What is being asked:
Print everything in the Yen server notes from "The Yens’ file" down to "capped at 50 G.", word for word.

Excerpted passage:

Enter a passcode or select one of the following options:

 1. Duo Push to XXX-XXX-2686
 2. Phone call to XXX-XXX-2686
 3. SMS passcodes to XXX-XXX-2686

Passcode or option (1-3):
  • For security, Stanford requires you to confirm logins with a second device
    • If you haven’t already, we recommend following these instructions to set up Two-Factor Authentication with the Duo Mobile app
    • If you’d rather use an alternative method, there are other options on this page
  • After following the instructions to do two-factor authentication, you should see the following command line prompt:
SUNetID@yen4:~$
  • The part of the command line prompt above containing the machine name now has two components:
    1. The part before the @ is your username on the Yens, which corresponds to your SUNetID
    2. The part after the @ indicates which of the physical Yen servers you’re logged in to;
      • There are 5 physical Yen servers you can log into
      • ssh’ing into the address yen.stanford.edu automatically picks a server for you
      • To log specifically into Yen4, use yen4.stanford.edu as the server address in your ssh command

The Yens’ file system: ZFS

  • Although you are logged in to a particular Yen server, the file system called ZFS is shared across all of them
    • The file system is the part of the operating system responsible for managing files and directories

Home directory

  • When you log in to any Yen server, your working directory is set to your home directory on the Yens’ shared file system aliased by ~
    • if you run pwd, you can see that ~ is an alias for the absolute path /home/users/<SUNetID>, as illustrated in the following file system diagram:

  • Your home directory is a good place to store small files like scripts and text files.
  • It is not for storing large files or outputting large files to while working on a project, since its capacity is capped at 50 G.
  • To see how much of your 50 G quota you’ve used, run the gsbquota command:
SUNetID@yen4:~$ gsbquota
  • Home directories cannot be shared (or used to collaborate on a project)
  • Home directories are backed up as “snapshots”

Yen’s project directories

  • ZFS also has ~1 PB of high-performance storage that the DARC team can allocate in large quantities for all faculty and student projects

  • In particular, faculty and students can request the creation of a project directory of some size, which is also backed up, can store large files, and can be shared for collaborative work

    • Faculty project directories are located at /zfs/projects/faculty/<Faculty-SUNetID>-<Project-Name>
    • Student project directories are located at /zfs/projects/students/<Student-SUNetID>-<Project-Name>
    • The following file system diagram illustrates where these directories are housed on ZFS:

  • To check how much of the alloted storage quota for a project directory has been used up, run the gsbquota program with the path to the project directory as an argument:
SUNetID@yen4:~$ gsbquota /zfs/projects/faculty/<Faculty-SUNetID>-<Project-Name>

Scratch spaces

  • Yens have a shared temporary storage on ZFS at /scratch/shared
  • /scratch/shared is ~100 TB and is a good place to store temporary files if you need to access them later or from any Yen
  • Every Yen also has a local temp directory at /tmp accessible by all users but only from each yen (i.e. /tmp on yen1 is not accessible from yen2)
    • /tmp is a flash based local disk with much faster reading/writing than ZFS.
    • /tmp is ~ 2 TB and is a good place to store temporary objects as the program runs that do not need to persist after the run finishes.
    • Use /tmp if your program needs a lot of reading/writing (e.g. constantly reading and writing temporary files).

Recorded information:
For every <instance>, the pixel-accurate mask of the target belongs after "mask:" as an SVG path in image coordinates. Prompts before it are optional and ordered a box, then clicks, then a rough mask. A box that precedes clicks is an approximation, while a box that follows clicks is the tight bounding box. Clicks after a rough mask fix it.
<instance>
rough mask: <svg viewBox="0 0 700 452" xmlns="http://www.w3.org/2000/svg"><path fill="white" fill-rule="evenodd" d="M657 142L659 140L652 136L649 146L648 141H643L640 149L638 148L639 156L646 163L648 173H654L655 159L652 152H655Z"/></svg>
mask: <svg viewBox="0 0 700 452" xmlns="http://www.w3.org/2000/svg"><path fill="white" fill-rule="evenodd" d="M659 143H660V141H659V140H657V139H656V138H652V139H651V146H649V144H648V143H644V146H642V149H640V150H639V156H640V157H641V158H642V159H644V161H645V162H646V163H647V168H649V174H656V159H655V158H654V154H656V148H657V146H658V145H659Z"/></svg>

Expected answer:
The Yens’ file system: ZFS

  • Although you are logged in to a particular Yen server, the file system called ZFS is shared across all of them
    • The file system is the part of the operating system responsible for managing files and directories

Home directory

  • When you log in to any Yen server, your working directory is set to your home directory on the Yens’ shared file system aliased by ~
    • if you run pwd, you can see that ~ is an alias for the absolute path /home/users/<SUNetID>, as illustrated in the following file system diagram:

  • Your home directory is a good place to store small files like scripts and text files.
  • It is not for storing large files or outputting large files to while working on a project, since its capacity is capped at 50 G.